Pointing dataset records:
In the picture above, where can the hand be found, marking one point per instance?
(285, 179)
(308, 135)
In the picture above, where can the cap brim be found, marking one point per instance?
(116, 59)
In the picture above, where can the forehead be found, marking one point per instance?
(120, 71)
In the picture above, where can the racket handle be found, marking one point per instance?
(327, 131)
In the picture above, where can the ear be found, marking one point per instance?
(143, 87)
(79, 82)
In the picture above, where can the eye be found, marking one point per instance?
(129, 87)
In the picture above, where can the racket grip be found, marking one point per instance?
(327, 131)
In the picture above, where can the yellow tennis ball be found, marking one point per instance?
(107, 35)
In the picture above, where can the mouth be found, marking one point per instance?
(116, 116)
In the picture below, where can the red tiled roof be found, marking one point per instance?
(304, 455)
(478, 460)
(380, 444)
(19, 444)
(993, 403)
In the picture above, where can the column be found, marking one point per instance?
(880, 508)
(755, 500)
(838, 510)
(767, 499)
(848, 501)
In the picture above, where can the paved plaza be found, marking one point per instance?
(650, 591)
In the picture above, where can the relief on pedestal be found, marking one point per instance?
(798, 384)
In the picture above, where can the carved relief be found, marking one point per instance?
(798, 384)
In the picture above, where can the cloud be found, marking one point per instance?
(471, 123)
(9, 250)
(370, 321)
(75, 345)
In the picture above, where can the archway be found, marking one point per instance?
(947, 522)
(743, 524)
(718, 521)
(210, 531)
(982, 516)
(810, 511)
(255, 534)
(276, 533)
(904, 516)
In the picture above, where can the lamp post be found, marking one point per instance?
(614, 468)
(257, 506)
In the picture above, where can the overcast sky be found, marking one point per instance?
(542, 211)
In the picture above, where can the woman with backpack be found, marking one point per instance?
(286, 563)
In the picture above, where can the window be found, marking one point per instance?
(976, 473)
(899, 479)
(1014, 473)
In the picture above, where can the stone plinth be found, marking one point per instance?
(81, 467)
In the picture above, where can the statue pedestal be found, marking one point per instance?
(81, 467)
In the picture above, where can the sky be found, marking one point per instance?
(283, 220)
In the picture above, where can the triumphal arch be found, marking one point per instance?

Problem statement:
Output every line above without altering anything.

Result of the exercise:
In the picture above, where can the hand be found, marking one point per instance?
(285, 179)
(308, 135)
In the picture above, where can the cap brim be found, marking one point per instance?
(116, 59)
In the picture above, where can the forehead be found, marking one point per instance?
(120, 71)
In the picture above, where can the racket handle be found, marking one point per instance?
(327, 131)
In the picture above, where can the ear be found, marking one point per instance?
(143, 87)
(79, 82)
In the picture above, where can the eye be found, marking one point per instance?
(129, 87)
In the picture above, where can the racket grip be found, marking one point per instance?
(327, 131)
In the picture above, where can the yellow tennis ball be found, marking one point per instance?
(107, 35)
In the picture above, where can the mouth be found, marking one point per instance?
(116, 116)
In the picture below, where can the red tiled roof be found, marking one point per instance?
(304, 455)
(478, 460)
(380, 444)
(19, 444)
(993, 403)
In the picture above, where can the column be found, marking one point per instance?
(880, 508)
(755, 500)
(838, 510)
(767, 499)
(848, 501)
In the picture above, where can the paved plaza be found, marking one point per instance?
(650, 591)
In the picture above, where can the relief on pedestal be found, marking one point per instance?
(798, 384)
In the picture above, where can the carved relief be found, marking one point per instance?
(798, 384)
In the picture above, where can the cloud be found, marking one point per instance?
(471, 123)
(9, 250)
(370, 321)
(75, 345)
In the picture above, where can the archway be found, marking one point per instance?
(947, 522)
(743, 524)
(718, 521)
(210, 531)
(982, 516)
(810, 511)
(255, 534)
(276, 533)
(904, 516)
In the picture above, where can the lamp post be found, marking one point per instance?
(614, 468)
(257, 506)
In the picture above, where can the overcast sky be found, marking one point per instance?
(542, 211)
In the picture above, where can the woman with backpack be found, marking one point per instance?
(286, 563)
In the picture above, where can the window be found, marking one point per instance?
(976, 473)
(899, 479)
(1014, 473)
In the picture above, where can the stone plinth be found, marking one point per instance?
(81, 467)
In the picture above, where can the statue pedestal be found, marking one point per instance?
(81, 467)
In the picture above, where can the sky be found, marking one point per instance?
(283, 220)
In the picture above, where can the triumphal arch be found, marking one point per instance?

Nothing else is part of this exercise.